• **Work to complete**: Find each line below that contains the word "fruit", and copy those lines out in full.

───── Rows

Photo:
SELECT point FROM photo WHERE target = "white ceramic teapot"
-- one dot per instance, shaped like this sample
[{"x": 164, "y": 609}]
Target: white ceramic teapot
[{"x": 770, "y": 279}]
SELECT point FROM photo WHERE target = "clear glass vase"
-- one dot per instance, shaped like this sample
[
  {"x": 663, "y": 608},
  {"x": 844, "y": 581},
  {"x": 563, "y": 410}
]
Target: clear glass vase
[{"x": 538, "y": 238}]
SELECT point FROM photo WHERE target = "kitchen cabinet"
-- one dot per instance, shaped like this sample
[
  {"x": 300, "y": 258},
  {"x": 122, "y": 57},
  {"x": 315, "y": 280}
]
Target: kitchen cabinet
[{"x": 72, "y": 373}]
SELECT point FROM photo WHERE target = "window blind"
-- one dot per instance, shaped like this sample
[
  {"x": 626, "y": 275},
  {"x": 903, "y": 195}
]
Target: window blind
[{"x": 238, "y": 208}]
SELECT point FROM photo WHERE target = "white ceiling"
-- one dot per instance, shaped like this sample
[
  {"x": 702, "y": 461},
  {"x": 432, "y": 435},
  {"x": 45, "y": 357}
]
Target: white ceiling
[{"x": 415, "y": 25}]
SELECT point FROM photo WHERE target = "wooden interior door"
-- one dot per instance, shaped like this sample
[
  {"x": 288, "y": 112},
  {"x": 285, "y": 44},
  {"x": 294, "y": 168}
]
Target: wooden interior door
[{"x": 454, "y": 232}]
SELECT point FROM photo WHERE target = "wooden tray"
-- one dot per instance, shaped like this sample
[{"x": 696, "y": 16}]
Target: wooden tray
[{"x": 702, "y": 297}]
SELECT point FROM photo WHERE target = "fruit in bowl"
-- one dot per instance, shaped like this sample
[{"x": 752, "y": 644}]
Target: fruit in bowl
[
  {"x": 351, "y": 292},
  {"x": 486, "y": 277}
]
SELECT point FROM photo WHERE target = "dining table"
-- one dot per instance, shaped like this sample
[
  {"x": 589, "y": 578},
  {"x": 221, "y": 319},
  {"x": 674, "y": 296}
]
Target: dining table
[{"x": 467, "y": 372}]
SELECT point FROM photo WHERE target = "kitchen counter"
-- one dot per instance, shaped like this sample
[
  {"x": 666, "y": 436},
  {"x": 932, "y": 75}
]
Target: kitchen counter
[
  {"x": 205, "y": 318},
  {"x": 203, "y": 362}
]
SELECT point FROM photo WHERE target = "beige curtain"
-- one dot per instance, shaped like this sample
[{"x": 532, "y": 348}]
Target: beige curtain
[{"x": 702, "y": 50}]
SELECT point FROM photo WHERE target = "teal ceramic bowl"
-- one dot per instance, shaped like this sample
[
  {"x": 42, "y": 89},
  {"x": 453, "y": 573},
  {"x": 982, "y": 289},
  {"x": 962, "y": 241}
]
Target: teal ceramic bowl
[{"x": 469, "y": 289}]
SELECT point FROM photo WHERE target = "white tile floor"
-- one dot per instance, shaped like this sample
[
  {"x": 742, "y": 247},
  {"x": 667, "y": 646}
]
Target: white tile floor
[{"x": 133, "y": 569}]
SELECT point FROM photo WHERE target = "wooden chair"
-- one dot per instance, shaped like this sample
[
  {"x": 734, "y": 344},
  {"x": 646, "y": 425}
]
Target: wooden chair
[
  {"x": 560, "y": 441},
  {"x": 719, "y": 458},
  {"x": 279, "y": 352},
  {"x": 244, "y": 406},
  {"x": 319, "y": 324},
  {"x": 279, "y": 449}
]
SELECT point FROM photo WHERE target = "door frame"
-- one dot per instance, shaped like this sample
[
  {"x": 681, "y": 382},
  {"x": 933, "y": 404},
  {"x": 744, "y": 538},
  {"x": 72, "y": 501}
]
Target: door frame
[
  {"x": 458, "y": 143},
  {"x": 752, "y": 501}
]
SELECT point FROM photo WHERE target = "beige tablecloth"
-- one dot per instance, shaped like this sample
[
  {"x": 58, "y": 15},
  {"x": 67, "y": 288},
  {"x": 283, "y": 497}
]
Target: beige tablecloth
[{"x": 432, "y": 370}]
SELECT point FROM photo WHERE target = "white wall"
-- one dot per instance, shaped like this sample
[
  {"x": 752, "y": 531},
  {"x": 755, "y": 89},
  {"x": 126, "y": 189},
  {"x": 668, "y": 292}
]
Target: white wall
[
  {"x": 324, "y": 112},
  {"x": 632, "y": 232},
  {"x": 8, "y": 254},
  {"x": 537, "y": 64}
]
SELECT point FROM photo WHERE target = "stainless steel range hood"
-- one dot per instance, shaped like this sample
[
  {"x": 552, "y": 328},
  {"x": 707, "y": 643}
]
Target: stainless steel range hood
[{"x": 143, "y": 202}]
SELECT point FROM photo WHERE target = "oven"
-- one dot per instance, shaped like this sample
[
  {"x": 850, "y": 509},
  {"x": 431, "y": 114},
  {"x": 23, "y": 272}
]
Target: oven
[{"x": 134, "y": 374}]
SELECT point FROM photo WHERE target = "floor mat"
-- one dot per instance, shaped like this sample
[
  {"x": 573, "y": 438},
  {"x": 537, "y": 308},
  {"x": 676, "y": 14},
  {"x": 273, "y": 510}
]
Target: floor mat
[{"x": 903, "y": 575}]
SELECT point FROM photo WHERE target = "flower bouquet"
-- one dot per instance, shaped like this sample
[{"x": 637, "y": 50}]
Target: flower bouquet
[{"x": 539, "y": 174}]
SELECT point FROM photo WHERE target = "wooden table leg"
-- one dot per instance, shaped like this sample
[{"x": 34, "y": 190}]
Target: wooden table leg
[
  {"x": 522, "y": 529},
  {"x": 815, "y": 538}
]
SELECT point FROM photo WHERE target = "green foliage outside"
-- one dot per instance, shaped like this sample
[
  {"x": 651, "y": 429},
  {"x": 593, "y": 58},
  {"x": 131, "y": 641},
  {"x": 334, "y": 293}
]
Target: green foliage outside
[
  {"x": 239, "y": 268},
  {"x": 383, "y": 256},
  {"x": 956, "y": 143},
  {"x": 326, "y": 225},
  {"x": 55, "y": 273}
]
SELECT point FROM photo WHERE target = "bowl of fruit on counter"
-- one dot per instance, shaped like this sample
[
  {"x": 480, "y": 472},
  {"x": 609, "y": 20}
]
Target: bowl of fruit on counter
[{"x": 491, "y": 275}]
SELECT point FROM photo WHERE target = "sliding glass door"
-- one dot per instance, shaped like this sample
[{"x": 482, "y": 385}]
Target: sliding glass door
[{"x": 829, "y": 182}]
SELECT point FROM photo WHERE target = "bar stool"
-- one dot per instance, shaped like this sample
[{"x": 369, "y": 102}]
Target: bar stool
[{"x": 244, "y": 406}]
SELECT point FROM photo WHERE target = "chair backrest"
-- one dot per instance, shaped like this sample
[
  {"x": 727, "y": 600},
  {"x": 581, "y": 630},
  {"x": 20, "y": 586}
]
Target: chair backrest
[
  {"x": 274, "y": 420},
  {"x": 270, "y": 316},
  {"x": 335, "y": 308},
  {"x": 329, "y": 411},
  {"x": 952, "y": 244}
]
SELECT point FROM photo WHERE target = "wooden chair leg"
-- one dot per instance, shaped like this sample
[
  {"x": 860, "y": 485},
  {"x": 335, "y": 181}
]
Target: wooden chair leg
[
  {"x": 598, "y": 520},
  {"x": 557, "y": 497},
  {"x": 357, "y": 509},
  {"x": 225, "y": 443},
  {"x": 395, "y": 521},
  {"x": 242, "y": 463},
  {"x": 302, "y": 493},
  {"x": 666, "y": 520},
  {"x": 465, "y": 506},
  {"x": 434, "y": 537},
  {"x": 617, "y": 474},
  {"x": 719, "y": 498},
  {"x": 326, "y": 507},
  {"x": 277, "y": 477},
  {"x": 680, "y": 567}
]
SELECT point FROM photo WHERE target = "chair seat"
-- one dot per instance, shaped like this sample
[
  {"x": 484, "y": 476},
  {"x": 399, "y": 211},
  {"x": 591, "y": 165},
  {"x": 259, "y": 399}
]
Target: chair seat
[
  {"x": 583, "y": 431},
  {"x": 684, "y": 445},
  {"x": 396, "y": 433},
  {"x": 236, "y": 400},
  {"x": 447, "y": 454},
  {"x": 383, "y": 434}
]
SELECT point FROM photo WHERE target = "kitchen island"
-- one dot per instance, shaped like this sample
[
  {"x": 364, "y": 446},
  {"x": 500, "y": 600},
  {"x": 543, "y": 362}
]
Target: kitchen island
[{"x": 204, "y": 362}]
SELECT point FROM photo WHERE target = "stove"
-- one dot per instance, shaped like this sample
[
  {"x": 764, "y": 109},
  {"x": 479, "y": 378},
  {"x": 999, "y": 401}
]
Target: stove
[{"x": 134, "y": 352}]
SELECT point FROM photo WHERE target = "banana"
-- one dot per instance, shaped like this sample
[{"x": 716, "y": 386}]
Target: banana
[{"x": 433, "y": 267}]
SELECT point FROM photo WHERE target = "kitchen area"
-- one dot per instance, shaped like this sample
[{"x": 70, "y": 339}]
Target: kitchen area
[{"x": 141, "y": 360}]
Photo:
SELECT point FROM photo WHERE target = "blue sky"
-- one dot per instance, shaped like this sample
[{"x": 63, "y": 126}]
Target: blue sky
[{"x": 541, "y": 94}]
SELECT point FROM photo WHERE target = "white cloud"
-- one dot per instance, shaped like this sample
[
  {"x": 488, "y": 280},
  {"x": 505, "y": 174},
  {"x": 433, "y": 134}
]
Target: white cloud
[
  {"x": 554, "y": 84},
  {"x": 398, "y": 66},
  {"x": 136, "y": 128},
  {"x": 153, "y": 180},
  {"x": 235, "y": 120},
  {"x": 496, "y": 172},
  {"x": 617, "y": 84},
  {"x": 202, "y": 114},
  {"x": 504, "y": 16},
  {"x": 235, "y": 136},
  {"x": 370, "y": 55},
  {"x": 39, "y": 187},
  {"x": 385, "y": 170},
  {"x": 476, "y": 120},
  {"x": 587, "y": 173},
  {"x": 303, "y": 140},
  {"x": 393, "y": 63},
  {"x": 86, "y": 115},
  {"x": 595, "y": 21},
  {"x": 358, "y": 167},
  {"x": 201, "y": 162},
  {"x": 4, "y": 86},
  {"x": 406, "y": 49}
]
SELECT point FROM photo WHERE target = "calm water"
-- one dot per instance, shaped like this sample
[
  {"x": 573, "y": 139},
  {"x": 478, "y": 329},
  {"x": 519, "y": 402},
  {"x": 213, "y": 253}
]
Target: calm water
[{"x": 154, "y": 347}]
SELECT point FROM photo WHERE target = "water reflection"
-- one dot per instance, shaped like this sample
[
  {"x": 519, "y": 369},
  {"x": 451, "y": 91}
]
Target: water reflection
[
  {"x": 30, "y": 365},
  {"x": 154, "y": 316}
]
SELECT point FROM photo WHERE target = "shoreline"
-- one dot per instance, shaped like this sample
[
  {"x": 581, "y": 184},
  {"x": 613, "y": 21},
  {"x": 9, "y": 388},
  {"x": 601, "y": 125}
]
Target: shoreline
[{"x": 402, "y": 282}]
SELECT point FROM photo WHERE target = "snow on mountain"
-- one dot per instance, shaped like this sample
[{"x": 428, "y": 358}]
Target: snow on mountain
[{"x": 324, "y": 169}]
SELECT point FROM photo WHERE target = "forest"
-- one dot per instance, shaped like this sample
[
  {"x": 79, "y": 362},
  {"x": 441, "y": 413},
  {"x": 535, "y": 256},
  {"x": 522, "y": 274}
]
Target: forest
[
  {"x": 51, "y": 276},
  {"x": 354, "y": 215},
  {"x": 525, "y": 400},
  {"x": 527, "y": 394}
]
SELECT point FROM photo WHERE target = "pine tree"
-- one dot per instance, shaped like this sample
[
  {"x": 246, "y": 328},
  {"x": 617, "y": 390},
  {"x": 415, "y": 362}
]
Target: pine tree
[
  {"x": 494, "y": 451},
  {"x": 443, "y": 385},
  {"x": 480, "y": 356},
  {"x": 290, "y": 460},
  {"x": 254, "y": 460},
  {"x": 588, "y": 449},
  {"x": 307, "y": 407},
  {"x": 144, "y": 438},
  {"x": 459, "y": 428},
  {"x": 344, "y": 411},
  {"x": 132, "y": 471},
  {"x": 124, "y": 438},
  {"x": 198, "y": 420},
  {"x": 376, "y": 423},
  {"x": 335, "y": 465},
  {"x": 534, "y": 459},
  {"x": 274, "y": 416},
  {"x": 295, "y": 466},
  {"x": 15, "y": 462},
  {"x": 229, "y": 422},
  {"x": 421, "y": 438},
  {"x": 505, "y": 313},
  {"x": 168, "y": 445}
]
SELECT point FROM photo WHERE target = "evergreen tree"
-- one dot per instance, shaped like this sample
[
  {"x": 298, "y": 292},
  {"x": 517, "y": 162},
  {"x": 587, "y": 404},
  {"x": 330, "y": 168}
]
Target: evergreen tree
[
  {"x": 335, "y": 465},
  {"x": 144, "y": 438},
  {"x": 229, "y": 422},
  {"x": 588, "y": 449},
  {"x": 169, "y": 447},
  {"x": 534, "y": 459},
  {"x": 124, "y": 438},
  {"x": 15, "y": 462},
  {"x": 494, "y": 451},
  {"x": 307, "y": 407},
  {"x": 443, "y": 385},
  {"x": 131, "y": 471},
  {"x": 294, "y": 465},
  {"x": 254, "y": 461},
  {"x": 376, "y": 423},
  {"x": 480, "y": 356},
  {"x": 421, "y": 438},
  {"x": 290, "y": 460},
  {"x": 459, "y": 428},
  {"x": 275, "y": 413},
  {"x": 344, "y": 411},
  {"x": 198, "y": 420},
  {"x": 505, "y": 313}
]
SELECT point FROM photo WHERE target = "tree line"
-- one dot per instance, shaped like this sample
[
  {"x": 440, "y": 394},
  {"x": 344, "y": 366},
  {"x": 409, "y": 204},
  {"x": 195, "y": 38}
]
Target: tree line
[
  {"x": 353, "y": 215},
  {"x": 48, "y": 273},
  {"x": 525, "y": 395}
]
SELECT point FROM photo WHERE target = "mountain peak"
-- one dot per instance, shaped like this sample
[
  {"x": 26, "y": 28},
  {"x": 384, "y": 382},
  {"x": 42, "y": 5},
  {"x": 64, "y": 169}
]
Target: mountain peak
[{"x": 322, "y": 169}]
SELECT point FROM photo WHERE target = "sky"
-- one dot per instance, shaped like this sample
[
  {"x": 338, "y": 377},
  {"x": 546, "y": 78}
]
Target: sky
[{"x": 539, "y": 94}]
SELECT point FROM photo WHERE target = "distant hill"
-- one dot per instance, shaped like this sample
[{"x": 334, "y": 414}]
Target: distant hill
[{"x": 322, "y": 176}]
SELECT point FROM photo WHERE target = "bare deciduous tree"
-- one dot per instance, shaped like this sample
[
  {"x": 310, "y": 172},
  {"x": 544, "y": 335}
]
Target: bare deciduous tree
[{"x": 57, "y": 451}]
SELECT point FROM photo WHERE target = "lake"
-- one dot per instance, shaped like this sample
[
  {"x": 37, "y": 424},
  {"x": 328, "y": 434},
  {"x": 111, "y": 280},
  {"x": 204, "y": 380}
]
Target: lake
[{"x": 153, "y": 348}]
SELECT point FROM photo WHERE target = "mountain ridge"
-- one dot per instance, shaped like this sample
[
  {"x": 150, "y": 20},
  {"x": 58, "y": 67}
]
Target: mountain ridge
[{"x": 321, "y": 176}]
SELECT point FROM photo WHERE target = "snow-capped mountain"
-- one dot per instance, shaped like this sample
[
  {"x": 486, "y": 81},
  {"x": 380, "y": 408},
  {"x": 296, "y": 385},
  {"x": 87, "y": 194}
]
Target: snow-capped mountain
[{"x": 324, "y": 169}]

──────────

• **Solution below**:
SELECT point FROM photo WHERE target = "fruit in bowl"
Target: fruit in bowl
SELECT point FROM photo WHERE target = "bowl of fruit on counter"
Target: bowl of fruit on counter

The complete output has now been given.